- [ACTIVITY]: Copy each entry below exactly as it reads.

================

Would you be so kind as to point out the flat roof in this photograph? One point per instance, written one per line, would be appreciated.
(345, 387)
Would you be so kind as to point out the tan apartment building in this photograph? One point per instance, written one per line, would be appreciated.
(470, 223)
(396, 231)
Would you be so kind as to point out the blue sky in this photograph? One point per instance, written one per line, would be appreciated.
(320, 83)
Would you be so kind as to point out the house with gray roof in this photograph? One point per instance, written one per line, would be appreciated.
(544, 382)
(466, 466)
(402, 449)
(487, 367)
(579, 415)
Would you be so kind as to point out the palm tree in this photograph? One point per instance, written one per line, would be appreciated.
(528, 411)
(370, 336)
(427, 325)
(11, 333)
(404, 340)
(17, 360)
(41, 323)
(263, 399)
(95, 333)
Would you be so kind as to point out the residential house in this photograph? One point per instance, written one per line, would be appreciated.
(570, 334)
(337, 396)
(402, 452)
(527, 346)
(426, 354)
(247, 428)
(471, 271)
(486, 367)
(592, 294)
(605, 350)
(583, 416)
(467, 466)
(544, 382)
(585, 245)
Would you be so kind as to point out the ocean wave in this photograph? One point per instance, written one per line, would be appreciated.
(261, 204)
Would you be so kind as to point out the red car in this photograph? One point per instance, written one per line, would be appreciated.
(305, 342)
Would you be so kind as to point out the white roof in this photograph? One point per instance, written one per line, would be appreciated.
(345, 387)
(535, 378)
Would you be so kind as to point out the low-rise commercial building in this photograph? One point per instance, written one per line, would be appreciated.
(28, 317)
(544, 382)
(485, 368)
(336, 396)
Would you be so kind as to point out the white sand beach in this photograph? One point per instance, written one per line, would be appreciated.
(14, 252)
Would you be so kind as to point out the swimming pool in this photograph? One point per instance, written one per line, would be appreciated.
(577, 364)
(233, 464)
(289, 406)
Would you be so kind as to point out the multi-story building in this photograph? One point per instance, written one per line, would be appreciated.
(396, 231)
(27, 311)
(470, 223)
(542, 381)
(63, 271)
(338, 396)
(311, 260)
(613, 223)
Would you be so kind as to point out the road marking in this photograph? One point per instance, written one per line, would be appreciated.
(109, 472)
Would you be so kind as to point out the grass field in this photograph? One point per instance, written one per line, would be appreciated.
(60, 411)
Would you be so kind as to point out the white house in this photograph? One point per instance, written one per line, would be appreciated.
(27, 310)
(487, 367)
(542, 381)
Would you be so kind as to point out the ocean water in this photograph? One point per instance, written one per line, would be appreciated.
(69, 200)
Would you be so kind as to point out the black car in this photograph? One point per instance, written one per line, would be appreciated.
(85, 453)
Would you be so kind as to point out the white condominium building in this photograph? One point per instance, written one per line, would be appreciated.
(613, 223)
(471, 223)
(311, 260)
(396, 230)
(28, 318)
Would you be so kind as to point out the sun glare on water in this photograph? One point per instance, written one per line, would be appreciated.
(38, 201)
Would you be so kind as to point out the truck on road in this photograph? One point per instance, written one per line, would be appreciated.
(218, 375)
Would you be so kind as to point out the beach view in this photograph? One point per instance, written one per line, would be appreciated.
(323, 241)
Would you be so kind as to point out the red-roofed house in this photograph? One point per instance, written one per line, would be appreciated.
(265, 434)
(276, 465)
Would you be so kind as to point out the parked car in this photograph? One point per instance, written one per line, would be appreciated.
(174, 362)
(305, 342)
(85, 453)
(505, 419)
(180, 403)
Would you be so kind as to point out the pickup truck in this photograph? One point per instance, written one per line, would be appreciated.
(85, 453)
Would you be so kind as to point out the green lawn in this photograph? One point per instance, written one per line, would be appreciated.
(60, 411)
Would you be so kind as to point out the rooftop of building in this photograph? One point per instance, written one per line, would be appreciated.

================

- [ANSWER AREA]:
Would you be so kind as to point out the flat roof in this photograph? One point per instance, written one per line, would be appreciated.
(345, 387)
Would you be so kind as to point out the tan apartment building in this photograph? One point per instance, written one per line, would be appreciated.
(470, 223)
(396, 231)
Would you be so kind as to point out the blue sky in this photograph? One point per instance, written one per line, would be appreciated.
(320, 83)
Would you be so kind as to point out the house with gray roof in this photograph? One point per instance, written one per line, would be appreciated.
(544, 382)
(466, 466)
(402, 449)
(487, 367)
(579, 415)
Would you be so kind as to point out the palm tree in this photograph? One point per instance, written one per line, would be appreciated.
(528, 411)
(370, 336)
(427, 325)
(11, 333)
(404, 340)
(17, 360)
(41, 323)
(263, 399)
(95, 333)
Would you be so kind as to point out the residential house in this photograph? One point per instance, written one per line, would be appreciated.
(570, 334)
(337, 396)
(402, 452)
(527, 346)
(426, 354)
(247, 428)
(471, 271)
(486, 367)
(592, 294)
(605, 350)
(583, 416)
(467, 466)
(544, 382)
(585, 245)
Would you be so kind as to point out the ocean wave in this photograph? One point per instance, written one per line, would be appreciated.
(261, 204)
Would you be so kind as to point out the red car in this photograph? One point per instance, written one per line, would be appreciated.
(305, 342)
Would you be so kind as to point out the white roof in this photograph? One point per instance, written one per line, would be appreciated.
(345, 387)
(535, 378)
Would you be so kind as to point out the low-rise commercial building in this photograph? One point per instance, written one per line, would be appreciated.
(28, 317)
(544, 382)
(485, 368)
(336, 396)
Would you be so kind as to point out the white sand beach in this photograph? One point per instance, written one per line, would be appreciated.
(14, 252)
Would you be so kind as to point out the swimming pool in this photograph? One point per instance, written one per line, would be appreciated.
(577, 364)
(233, 464)
(289, 406)
Would you be so kind as to point out the multi-story building in this photograph? One point per instance, written one per line, would be appreciated.
(396, 231)
(27, 311)
(470, 223)
(542, 381)
(63, 271)
(338, 396)
(311, 260)
(613, 223)
Would you be so kind as to point out the road marking in this photograph? One point per instance, written one per line, would be appreciated.
(109, 472)
Would you be so kind as to point out the grass field in this photograph? One point per instance, written one per line, would be appreciated.
(60, 411)
Would you be so kind as to point out the white house in this photograph? One point per instance, written one per line, would be appreciated.
(27, 310)
(487, 367)
(542, 381)
Would you be so kind as to point out the ocean water in this photograph? One point per instance, written one per line, would be appreciated.
(69, 200)
Would you be so kind as to point out the black car in this photograph? One point per instance, written one per line, would be appreciated.
(85, 453)
Would you be so kind as to point out the white condominium building in this photograph? One point per instance, written one per line, would be appreciated.
(613, 223)
(471, 223)
(311, 260)
(396, 230)
(28, 318)
Would you be so kind as to point out the sun glare on water in this photograph? One point per instance, written one per line, would be appreciated.
(38, 201)
Would you be so kind as to point out the truck on road in this photograph? One point per instance, written one per line, would be appreciated.
(218, 375)
Would you be so kind as to point out the beach view in this photograph? One point per instance, written one per line, would be appreciated.
(323, 241)
Would you be so kind as to point out the red-roofed house in this photograph? One point per instance, written one per line, would be appreciated.
(265, 434)
(276, 465)
Would you be so kind as to point out the parked car in this photograph? One point per instance, written one per line, would be appreciated.
(174, 362)
(305, 342)
(85, 453)
(505, 419)
(180, 403)
Would you be so kind as to point out the pickup truck in this photograph? One point per instance, written one per line, would be appreciated.
(85, 453)
Would you be so kind as to point out the green lawn in this photograph? One point per instance, written one per line, would be appreciated.
(60, 411)
Would you be so kind as to point out the rooftop of building in this photograph? One point per instance, written one per line, would be appreciated.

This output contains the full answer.